■ **节选文本**:
美文网首页
爬虫练手:使用scrapy模拟登录豆瓣(有验证码)并获取登录后信

爬虫练手:使用scrapy模拟登录豆瓣(有验证码)并获取登录后信

作者: BlueCat2016 | 来源:发表于2016-12-27 16:59 被阅读0次

    python版本:3.5

    douban_self_info.py

    # -*- coding: utf-8 -*-
    import scrapy
    from scrapy.http import Request,FormRequest
    import urllib.request
    
    class DbSpider(scrapy.Spider):
        name = "db"
        allowed_domains = ["douban.com"]
        # start_urls = ['http://douban.com/']
    
        headers = {"User-Agent":"Mozilla/5.0 (Windows NT 10.0; WOW64) AppleWebKit/537.36 (KHTML, like Gecko) Chrome/45.0.2454.101 Safari/537.36"}
    
        def start_requests(self):
            return [Request("https://accounts.douban.com/login",
                            callback=self.parse,
                            meta={
                                "cookiejar":1
                                }
                            )]
    
        def parse(self, response):
            captcha = response.xpath("//img[@id='captcha_image']/@src").extract()

■ **条目展示**:
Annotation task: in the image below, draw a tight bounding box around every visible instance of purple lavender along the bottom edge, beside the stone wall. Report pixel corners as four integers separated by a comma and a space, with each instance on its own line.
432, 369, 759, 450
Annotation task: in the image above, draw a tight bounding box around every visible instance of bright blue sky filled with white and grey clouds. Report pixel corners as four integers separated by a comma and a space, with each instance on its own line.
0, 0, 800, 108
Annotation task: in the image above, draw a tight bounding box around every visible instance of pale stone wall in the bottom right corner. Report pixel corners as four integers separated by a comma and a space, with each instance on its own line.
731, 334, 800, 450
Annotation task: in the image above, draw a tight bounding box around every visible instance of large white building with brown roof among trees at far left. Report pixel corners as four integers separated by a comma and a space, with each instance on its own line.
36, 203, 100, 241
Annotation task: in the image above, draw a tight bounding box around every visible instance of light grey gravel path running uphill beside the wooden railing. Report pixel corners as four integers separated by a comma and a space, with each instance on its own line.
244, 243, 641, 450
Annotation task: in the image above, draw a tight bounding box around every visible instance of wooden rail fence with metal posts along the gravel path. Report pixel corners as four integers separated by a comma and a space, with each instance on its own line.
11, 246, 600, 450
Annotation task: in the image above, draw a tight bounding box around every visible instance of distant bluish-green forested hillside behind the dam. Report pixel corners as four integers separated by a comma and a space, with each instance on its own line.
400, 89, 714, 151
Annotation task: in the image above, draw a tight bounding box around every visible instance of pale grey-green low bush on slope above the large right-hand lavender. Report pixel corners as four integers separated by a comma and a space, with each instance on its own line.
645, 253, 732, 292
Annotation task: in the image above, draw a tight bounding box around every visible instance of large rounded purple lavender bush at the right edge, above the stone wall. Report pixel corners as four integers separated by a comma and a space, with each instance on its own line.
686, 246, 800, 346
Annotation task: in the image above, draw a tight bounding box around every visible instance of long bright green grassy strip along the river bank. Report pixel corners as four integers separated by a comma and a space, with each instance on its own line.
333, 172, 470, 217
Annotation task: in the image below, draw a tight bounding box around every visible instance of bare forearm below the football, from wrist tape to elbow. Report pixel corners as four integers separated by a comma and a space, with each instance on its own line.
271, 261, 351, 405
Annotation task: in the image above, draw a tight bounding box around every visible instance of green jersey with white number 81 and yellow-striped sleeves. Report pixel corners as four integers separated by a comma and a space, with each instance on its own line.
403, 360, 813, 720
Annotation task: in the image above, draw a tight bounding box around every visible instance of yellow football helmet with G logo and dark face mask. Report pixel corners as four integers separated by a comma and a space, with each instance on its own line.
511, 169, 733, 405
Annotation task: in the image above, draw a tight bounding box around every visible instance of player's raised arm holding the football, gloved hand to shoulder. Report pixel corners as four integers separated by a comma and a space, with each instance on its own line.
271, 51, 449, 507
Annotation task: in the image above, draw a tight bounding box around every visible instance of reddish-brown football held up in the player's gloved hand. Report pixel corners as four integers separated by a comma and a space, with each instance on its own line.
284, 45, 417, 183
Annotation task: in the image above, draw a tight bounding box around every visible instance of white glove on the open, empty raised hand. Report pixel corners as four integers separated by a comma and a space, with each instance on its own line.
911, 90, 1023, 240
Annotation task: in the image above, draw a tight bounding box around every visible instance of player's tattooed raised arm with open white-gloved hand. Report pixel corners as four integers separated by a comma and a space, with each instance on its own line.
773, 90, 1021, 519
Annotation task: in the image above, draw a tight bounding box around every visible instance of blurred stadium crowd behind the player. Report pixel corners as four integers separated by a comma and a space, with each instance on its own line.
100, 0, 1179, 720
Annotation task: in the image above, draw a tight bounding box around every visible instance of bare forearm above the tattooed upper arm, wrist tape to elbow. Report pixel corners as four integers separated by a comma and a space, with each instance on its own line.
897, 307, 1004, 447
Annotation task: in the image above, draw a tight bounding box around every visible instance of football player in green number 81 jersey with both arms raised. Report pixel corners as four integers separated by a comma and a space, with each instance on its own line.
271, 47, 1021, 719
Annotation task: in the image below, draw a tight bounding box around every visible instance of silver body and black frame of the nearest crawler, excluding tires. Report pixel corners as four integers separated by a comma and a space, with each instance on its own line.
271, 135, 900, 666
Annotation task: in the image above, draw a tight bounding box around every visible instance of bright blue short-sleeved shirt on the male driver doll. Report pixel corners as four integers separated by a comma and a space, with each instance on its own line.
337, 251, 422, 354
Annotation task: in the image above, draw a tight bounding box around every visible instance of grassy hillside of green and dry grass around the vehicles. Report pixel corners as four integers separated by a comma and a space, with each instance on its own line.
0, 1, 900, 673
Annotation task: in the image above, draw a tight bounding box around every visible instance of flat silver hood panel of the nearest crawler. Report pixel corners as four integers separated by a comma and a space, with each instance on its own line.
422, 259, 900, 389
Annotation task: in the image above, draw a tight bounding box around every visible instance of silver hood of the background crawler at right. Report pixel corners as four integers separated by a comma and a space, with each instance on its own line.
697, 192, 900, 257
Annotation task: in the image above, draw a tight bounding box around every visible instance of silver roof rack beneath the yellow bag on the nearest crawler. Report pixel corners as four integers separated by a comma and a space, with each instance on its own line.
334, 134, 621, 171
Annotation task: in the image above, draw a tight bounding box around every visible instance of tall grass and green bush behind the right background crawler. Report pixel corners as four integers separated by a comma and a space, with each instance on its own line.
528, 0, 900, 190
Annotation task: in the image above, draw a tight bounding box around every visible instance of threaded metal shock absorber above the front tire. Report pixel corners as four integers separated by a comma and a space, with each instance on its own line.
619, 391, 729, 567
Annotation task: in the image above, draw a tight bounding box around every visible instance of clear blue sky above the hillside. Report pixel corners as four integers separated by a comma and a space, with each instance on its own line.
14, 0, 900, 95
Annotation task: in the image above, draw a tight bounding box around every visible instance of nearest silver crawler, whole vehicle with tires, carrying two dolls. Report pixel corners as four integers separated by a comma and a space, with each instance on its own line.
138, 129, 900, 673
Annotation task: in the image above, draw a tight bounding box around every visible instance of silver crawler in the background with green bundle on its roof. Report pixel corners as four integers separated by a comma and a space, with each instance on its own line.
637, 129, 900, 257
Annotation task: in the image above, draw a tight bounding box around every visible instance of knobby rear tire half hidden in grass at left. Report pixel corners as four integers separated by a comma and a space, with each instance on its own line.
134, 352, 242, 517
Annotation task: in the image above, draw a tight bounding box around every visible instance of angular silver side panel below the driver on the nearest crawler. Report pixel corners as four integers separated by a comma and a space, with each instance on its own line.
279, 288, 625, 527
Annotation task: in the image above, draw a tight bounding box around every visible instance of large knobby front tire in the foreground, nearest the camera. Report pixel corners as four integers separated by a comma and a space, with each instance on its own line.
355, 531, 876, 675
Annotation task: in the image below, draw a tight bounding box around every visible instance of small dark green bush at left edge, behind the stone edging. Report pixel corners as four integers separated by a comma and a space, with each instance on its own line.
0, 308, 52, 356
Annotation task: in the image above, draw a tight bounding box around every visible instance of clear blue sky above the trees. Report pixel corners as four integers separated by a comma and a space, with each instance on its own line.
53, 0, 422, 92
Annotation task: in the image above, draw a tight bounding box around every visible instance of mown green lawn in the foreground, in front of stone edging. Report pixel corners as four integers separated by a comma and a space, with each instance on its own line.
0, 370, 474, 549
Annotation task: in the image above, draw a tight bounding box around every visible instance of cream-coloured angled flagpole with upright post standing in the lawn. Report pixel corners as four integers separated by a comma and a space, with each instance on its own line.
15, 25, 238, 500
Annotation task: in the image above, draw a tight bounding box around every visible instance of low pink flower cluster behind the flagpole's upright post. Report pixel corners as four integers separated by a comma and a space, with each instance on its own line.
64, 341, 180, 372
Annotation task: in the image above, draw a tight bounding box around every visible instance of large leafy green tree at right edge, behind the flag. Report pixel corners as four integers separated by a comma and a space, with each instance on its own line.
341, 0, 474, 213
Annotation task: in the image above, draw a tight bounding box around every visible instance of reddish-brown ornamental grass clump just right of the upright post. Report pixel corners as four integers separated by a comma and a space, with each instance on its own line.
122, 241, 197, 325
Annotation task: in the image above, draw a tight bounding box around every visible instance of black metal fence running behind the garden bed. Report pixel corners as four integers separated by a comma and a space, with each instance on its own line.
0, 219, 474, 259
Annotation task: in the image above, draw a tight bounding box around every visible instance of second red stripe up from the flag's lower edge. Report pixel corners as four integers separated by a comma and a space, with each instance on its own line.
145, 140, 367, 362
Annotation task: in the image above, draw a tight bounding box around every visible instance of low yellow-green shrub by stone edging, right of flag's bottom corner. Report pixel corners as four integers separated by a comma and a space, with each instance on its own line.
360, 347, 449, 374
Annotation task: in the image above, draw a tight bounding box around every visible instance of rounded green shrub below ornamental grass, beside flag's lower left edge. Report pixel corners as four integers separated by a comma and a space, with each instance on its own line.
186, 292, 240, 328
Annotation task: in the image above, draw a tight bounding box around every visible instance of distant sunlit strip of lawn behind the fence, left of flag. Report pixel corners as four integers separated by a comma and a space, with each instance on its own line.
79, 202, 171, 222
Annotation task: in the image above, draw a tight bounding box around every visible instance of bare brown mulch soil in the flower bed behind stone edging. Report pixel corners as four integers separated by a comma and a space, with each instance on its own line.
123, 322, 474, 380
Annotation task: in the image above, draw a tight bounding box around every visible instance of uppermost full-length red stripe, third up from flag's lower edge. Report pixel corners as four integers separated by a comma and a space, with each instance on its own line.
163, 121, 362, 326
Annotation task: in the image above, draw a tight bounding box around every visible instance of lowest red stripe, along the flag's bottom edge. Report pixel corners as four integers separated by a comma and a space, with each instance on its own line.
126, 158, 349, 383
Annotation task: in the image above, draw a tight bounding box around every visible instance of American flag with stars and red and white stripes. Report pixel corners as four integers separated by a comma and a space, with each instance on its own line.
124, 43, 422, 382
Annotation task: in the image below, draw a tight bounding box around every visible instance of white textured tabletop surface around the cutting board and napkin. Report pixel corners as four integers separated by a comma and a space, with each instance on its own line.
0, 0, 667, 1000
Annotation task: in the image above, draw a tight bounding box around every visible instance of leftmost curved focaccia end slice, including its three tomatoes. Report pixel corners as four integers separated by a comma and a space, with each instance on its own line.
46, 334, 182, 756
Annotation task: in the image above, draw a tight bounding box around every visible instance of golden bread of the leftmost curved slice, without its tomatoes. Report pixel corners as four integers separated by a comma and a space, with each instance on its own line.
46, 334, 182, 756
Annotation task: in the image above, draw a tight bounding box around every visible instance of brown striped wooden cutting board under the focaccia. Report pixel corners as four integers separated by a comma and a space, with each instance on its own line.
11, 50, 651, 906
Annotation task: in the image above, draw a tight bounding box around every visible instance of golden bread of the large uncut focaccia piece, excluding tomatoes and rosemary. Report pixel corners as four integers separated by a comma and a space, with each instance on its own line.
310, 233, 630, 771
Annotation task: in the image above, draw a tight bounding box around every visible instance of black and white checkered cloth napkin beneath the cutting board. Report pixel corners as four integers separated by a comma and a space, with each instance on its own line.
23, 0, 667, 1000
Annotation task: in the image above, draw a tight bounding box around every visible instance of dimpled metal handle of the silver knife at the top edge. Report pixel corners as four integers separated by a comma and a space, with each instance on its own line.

■ **练习题目**:
1. 能用两句话概括上面这篇豆瓣模拟登录爬虫文章吗?
2. 接着豆瓣模拟登录爬虫文章的代码往下写,从它停下的地方继续。

■ **参考答案**:
1. 这篇发表于2016年12月27日的爬虫练手文章,演示用scrapy模拟登录有验证码的豆瓣,所用Python版本为3.5。文件douban_self_info.py定义了名为“db”的DbSpider,并设置了User-Agent请求头;它在start_requests中向https://accounts.douban.com/login发出回调为parse、meta含cookiejar的请求,再在parse里用XPath提取验证码图片的src。

2.
            if len(captcha) > 0:
                print("此时有验证码")
                localpath = "E:/pictest/captchar.jpg"
                urllib.request.urlretrieve(captcha[0],filename=localpath)
                print("请查看本地验证码图片并输入验证码")
                captcha_value = input()
    
                data = {
                    "form_email": "xxxxx",
                    "form_password": "xxxxx",
                    "captcha-solution":str(captcha_value),
                    "redir": "https://www.douban.com/people/82984134/"  # 登录后要返回的页面
                }
    
            else:
                print("此时没有验证码")
    
                data = {
                    "form_email":"xxxxx",
                    "form_password":"xxxxx",
                    "redir":"https://www.douban.com/people/82984134/"#登录后要返回的页面
                }
            print("登录中。。。。。。")
            return [FormRequest.from_response(response,
                                              meta={"cookiejar":response.meta["cookiejar"]},
                                              headers=self.headers,
                                              formdata=data,
                                              callback=self.next,
                                              )]
    
        def next(self,response):
            print("此时已经登录完成并爬取了个人中心的数据")
            title = response.xpath("/html/head/title/text()").extract()
            # db_id = response.xpath("//div[@class='infobox']/div[@class='p1']/text()").extract()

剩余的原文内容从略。